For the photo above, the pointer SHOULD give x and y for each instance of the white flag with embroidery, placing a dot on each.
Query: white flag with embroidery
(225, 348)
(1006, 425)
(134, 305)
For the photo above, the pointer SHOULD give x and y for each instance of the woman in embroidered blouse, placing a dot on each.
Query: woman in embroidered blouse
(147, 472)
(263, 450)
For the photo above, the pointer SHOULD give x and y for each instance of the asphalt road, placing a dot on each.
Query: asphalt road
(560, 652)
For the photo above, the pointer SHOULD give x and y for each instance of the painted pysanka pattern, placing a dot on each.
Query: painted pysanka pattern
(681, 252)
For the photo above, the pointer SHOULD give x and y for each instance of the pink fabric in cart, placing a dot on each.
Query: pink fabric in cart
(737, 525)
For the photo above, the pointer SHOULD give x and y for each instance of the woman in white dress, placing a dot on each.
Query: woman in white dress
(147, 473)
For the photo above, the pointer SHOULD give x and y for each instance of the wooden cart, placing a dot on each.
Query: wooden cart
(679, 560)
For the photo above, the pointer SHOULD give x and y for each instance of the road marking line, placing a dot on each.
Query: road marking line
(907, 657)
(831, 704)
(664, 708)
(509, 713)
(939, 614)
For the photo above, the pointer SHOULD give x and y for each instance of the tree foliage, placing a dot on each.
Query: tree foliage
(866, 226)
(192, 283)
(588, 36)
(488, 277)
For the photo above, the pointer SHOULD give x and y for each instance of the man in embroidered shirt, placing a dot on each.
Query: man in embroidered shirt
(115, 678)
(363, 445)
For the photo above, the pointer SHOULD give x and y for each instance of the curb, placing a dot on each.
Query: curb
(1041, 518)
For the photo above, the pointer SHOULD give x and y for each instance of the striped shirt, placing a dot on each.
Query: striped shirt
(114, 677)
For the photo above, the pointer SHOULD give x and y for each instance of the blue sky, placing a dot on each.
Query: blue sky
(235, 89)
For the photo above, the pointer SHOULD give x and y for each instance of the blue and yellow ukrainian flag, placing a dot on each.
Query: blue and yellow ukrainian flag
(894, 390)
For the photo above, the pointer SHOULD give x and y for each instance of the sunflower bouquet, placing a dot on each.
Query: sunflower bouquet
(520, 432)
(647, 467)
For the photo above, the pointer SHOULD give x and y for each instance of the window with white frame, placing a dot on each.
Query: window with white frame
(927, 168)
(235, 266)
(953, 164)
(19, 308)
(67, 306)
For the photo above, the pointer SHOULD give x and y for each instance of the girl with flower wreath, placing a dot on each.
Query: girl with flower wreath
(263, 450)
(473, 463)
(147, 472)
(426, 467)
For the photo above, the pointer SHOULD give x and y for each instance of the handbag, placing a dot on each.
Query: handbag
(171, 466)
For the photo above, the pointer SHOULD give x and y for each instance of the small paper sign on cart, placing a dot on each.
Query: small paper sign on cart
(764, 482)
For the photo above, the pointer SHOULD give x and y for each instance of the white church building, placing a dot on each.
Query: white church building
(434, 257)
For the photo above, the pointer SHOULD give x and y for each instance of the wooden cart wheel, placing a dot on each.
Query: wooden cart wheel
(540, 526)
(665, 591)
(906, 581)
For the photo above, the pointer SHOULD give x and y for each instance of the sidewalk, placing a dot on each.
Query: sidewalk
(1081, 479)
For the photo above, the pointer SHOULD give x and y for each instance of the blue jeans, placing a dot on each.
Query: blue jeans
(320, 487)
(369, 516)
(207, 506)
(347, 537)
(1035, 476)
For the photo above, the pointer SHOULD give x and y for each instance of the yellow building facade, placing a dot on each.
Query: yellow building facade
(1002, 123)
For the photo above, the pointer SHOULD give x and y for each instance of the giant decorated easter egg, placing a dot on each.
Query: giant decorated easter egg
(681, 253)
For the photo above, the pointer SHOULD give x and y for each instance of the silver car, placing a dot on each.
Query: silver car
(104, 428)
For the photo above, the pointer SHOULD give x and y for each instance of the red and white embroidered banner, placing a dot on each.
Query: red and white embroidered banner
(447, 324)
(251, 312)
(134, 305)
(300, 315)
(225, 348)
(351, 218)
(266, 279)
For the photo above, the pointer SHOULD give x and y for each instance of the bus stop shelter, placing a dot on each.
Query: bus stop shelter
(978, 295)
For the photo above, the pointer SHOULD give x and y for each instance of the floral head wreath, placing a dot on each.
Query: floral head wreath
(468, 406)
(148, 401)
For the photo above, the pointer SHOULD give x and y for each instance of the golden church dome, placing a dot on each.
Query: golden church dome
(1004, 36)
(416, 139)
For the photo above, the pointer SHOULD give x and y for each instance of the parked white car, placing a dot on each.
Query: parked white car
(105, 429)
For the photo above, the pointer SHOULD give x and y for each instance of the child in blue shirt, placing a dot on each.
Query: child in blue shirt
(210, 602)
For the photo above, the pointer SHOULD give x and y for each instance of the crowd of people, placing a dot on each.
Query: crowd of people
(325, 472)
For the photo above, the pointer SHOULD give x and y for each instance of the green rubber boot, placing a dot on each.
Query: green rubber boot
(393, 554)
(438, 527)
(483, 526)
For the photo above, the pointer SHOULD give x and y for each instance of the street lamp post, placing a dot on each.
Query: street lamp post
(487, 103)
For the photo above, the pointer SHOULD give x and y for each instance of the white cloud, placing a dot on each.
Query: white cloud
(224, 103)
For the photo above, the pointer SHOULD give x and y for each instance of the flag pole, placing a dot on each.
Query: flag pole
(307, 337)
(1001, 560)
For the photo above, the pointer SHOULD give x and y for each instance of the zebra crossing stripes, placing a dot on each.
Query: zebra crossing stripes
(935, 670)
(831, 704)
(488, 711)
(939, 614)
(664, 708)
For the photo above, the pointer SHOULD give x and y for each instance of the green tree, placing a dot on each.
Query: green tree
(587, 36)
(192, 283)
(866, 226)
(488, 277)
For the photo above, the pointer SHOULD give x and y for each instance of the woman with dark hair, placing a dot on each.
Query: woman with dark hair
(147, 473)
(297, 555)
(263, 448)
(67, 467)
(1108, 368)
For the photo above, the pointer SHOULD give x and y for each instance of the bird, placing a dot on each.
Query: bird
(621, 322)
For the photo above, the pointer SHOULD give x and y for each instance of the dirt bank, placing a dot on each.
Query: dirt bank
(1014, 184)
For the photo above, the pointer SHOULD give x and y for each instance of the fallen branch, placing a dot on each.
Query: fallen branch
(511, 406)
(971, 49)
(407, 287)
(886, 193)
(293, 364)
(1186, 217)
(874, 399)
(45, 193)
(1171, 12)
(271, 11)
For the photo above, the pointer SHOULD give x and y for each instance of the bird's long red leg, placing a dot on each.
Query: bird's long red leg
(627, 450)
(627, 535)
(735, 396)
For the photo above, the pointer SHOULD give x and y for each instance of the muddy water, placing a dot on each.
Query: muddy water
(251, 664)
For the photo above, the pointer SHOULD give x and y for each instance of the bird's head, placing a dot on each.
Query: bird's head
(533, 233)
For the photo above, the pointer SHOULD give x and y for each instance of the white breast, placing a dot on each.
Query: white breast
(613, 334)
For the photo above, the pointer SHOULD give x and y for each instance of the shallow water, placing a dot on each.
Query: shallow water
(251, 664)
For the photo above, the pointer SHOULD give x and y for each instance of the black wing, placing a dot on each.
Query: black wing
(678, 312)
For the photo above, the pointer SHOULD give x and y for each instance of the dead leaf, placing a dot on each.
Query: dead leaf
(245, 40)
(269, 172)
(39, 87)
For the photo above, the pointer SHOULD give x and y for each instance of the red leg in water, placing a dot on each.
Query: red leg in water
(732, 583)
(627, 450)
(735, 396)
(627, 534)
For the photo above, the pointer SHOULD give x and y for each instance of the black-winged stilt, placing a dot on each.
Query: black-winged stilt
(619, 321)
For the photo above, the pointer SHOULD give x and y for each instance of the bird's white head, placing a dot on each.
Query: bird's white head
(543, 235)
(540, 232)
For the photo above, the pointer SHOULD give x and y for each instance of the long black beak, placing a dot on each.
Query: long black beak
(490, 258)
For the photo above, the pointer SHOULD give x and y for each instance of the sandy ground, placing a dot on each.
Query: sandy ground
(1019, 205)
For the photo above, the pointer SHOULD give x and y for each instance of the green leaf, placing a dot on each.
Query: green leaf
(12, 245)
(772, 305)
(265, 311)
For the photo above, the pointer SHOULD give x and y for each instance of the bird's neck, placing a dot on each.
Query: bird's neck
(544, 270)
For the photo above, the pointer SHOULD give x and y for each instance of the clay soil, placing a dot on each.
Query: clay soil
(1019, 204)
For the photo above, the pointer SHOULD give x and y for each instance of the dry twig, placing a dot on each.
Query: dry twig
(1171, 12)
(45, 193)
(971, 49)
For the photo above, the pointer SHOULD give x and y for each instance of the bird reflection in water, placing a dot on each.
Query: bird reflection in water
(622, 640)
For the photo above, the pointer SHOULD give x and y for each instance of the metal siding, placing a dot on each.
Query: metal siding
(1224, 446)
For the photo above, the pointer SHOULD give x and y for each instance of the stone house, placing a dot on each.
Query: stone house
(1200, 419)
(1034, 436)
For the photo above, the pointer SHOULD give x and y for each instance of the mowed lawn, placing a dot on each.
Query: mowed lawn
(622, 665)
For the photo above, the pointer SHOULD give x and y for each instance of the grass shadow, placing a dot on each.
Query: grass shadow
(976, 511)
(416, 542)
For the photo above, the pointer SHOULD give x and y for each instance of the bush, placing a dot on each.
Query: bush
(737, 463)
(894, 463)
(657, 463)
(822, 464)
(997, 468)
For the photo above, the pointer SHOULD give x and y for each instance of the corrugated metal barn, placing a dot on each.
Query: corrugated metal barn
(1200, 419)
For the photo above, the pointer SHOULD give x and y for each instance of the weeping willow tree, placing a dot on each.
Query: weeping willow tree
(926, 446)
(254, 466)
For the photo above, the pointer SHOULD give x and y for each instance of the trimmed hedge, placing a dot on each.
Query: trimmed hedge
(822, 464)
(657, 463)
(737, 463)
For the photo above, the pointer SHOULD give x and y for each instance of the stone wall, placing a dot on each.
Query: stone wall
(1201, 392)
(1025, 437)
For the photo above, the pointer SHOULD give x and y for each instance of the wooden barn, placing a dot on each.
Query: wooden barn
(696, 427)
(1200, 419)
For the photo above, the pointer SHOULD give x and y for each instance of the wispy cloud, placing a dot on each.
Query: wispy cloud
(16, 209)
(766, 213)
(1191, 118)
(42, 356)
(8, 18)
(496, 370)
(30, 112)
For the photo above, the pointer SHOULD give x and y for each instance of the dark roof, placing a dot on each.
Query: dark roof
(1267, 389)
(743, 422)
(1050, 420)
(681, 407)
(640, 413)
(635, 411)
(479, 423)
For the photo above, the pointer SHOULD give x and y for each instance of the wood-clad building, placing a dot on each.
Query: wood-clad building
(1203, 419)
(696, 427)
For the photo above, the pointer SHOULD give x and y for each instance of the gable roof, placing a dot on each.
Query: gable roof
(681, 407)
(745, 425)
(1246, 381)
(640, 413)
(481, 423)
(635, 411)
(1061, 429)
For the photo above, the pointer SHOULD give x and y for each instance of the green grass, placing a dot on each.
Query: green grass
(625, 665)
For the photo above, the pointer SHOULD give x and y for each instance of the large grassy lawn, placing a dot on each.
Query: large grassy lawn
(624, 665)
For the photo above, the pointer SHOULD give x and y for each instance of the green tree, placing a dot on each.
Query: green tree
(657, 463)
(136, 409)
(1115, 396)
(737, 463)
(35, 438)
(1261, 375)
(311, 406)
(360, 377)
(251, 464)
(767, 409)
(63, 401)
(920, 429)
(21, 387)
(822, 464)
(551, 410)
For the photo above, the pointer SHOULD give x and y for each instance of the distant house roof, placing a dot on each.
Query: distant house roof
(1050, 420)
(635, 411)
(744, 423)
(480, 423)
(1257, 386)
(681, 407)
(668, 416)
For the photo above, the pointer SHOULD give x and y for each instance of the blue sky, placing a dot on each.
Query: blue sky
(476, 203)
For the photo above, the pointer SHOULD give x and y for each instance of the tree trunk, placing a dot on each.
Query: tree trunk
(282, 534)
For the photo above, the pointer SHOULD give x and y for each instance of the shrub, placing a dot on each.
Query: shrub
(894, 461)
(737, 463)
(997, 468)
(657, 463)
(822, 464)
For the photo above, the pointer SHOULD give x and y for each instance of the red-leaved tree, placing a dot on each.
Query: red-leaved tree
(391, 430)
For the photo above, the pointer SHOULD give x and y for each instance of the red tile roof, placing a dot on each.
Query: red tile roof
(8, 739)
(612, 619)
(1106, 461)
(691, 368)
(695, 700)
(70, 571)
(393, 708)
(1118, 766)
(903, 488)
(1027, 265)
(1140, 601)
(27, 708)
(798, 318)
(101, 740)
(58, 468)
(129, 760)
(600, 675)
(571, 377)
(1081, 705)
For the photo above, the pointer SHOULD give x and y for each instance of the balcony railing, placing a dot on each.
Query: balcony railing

::::::

» **What is being asked**
Turn the part of the entries above that opens with the line containing "white cloud, placing a dot on each." and closes with the line containing "(1001, 560)" into a numbered list with one line per item and no blank lines.

» **Written response**
1. For the photo above, the pointer SHOULD give x and y for each instance of the white cloud, placing a dot on each.
2. Query: white cloud
3. (224, 103)
4. For the photo above, the pointer SHOULD give x and y for each instance of the flag pole, placing a dot on each.
5. Query: flag pole
6. (307, 337)
7. (1001, 560)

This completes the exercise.